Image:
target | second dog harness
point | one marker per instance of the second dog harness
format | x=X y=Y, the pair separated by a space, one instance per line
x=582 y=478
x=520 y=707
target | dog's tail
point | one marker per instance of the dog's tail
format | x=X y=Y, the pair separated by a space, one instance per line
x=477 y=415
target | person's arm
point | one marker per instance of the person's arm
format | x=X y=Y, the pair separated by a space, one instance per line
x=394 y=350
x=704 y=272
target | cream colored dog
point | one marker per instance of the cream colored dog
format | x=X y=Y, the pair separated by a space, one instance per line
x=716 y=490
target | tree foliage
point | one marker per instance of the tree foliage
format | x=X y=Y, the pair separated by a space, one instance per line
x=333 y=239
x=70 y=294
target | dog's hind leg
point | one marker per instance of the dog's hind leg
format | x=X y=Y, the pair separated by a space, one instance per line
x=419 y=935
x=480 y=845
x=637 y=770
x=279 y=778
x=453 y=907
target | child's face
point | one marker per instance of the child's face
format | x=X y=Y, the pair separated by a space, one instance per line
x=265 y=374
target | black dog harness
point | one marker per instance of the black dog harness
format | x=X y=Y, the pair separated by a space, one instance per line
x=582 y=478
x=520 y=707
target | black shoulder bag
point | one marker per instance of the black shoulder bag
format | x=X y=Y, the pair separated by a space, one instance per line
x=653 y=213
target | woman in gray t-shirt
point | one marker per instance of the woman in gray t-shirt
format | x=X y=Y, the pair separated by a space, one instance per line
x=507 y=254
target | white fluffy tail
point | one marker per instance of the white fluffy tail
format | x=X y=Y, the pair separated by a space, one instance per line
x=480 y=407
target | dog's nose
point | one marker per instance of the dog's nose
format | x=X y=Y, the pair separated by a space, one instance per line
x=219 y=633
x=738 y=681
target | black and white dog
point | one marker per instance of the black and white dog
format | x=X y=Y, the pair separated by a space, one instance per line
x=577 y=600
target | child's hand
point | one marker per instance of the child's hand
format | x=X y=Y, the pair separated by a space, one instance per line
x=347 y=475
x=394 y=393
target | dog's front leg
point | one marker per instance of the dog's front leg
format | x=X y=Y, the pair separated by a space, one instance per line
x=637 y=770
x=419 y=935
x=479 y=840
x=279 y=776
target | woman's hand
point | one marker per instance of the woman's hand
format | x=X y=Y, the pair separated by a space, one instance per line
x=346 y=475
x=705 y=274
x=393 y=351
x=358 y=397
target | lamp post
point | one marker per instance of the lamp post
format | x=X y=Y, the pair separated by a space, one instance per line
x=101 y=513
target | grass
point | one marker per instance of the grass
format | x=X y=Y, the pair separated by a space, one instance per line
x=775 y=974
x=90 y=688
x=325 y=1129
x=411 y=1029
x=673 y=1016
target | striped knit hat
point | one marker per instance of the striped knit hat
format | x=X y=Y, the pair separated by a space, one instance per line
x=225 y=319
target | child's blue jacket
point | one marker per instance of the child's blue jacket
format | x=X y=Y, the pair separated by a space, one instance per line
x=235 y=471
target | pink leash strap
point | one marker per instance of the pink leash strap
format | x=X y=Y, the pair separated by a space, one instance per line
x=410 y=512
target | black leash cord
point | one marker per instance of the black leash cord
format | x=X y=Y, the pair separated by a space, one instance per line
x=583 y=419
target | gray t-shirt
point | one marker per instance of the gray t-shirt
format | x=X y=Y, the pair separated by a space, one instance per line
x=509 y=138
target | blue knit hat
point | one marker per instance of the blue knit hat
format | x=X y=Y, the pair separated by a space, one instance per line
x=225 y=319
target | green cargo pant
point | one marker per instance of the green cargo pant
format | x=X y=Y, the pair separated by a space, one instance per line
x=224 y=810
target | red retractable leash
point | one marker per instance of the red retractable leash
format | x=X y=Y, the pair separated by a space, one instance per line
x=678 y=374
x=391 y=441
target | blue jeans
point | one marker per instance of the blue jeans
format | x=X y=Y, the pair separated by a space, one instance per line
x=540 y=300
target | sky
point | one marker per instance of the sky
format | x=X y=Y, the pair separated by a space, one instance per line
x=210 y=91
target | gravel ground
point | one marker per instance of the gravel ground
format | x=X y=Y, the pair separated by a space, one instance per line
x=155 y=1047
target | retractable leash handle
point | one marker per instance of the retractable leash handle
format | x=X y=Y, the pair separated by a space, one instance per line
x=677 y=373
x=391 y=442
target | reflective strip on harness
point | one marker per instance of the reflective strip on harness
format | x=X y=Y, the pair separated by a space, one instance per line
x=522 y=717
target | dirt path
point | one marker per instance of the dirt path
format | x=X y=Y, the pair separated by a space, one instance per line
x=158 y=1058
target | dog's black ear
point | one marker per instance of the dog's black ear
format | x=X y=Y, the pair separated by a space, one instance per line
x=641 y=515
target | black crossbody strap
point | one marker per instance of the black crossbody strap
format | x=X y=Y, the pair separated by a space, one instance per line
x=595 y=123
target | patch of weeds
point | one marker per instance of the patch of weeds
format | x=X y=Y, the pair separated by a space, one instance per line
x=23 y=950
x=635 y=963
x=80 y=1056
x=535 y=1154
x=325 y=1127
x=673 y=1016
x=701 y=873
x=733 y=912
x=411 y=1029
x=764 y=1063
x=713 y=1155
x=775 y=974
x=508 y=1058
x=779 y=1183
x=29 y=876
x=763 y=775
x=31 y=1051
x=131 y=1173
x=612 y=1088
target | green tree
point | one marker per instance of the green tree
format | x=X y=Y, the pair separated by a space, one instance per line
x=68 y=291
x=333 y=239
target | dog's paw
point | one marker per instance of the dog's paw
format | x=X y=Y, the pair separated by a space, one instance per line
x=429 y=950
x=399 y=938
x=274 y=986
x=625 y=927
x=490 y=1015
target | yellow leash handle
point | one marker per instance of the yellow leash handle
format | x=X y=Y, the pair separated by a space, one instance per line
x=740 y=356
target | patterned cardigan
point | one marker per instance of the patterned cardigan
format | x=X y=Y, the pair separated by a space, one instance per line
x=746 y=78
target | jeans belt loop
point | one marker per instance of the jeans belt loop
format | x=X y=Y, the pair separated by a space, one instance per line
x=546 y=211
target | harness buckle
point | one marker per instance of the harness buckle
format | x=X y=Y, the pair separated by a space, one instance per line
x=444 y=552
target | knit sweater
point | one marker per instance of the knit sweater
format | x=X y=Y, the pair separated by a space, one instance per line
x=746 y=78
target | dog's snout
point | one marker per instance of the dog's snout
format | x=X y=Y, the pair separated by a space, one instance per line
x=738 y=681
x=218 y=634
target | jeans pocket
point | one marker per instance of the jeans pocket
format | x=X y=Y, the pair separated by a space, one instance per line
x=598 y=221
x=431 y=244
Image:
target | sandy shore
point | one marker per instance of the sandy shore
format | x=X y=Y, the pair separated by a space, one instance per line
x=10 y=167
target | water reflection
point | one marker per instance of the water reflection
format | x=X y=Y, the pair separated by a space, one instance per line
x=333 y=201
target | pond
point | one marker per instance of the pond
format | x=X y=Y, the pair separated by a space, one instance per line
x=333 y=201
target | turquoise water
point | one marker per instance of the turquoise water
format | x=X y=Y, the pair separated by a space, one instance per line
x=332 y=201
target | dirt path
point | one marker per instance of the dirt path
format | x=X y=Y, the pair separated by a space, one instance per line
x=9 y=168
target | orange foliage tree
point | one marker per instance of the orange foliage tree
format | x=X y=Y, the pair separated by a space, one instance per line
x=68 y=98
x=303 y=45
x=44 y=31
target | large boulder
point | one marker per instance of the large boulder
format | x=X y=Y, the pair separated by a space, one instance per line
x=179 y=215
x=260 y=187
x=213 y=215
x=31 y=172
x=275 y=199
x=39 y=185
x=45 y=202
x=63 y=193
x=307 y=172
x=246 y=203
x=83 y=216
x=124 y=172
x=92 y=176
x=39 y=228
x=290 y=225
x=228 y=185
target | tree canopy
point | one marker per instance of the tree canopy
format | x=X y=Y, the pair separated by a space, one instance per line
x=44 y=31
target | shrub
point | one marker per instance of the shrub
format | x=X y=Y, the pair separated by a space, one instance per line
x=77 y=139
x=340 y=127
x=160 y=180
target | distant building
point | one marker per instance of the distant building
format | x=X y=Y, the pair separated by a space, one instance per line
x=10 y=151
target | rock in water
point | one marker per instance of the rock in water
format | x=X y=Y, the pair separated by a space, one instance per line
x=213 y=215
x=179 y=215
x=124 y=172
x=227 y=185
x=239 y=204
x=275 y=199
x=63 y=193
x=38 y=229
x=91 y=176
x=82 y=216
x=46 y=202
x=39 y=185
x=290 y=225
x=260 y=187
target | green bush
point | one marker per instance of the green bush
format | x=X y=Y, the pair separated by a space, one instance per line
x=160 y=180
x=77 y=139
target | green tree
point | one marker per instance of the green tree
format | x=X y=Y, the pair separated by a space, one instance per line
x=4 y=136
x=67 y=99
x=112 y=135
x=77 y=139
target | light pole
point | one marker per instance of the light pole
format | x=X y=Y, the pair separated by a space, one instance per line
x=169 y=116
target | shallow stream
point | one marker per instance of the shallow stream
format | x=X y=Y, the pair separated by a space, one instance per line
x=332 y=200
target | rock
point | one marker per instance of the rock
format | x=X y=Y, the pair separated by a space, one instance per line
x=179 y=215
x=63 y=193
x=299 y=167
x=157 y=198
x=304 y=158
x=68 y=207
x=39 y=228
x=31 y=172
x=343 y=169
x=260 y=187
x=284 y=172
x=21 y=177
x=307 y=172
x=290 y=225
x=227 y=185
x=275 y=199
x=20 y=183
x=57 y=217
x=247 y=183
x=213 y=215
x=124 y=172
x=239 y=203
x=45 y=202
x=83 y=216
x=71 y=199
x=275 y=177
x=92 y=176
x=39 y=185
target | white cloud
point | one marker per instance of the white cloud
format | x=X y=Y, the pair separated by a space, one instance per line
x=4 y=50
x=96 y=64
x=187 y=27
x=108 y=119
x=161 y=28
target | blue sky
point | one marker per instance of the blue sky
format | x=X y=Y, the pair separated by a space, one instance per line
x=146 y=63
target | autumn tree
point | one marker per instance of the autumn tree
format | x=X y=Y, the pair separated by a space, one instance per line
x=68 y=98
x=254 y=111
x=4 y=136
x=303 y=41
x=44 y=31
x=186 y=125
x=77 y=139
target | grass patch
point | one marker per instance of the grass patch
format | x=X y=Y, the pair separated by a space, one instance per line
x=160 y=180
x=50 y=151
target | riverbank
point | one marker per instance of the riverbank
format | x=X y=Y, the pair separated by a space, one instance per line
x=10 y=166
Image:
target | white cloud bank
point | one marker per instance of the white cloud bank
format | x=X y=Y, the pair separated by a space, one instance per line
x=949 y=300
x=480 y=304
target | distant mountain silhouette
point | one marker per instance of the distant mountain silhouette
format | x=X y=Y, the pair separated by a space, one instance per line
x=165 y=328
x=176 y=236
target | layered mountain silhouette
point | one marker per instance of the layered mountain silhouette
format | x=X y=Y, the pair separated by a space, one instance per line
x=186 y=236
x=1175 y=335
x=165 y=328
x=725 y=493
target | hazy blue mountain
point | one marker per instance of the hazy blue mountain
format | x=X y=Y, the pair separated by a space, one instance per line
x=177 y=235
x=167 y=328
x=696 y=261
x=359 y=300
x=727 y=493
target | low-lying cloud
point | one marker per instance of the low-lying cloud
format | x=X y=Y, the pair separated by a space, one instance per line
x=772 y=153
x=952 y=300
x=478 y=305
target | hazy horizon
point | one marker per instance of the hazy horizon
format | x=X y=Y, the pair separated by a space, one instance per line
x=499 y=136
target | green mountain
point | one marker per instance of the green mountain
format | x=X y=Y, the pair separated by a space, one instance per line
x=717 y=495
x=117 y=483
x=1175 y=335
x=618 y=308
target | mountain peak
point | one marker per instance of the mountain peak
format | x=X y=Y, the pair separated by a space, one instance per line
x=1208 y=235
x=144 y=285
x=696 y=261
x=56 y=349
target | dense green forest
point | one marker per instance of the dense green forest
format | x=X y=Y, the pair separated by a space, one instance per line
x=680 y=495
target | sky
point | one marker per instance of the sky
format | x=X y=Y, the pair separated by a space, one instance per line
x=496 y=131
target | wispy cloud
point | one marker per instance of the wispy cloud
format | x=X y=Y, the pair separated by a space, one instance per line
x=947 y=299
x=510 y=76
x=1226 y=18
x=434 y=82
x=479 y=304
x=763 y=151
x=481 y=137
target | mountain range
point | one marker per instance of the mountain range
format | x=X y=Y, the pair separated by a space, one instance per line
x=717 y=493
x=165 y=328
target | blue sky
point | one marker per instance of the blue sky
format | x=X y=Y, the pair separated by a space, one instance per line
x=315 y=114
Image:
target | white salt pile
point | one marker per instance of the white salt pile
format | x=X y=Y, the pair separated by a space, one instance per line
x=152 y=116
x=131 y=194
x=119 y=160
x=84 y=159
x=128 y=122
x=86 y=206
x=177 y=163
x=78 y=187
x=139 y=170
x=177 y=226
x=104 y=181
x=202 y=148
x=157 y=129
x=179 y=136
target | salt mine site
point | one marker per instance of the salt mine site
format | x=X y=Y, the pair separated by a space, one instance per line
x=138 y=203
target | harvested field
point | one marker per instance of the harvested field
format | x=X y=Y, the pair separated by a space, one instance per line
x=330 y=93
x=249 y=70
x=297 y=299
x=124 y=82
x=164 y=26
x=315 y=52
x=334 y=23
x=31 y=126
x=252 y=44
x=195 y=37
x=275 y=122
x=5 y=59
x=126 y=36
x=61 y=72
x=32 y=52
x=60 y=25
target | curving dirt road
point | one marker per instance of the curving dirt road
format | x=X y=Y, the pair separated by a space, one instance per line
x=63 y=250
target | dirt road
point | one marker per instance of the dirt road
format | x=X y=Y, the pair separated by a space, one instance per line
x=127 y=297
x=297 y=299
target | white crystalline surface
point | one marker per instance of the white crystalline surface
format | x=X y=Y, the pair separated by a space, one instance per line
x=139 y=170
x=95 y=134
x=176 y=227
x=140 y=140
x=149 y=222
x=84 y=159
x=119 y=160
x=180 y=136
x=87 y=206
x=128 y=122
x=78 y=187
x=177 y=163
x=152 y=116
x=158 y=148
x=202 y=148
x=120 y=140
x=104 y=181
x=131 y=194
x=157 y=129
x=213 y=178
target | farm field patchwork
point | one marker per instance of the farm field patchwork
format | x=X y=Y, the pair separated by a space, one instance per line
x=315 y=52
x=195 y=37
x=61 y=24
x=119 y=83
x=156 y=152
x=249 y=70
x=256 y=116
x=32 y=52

┄┄┄┄┄┄┄┄┄┄

What you should do: Copy exactly the lines from the one containing "target | farm field patchwork" through the last line of the records, both included, and nothing else.

Problem solution:
target | farm field patchwork
point | one marker per instance of the farm field patchwork
format | x=X y=Y, the pair separated by a space, one instance per line
x=315 y=52
x=195 y=37
x=61 y=24
x=119 y=83
x=156 y=152
x=249 y=70
x=256 y=116
x=32 y=52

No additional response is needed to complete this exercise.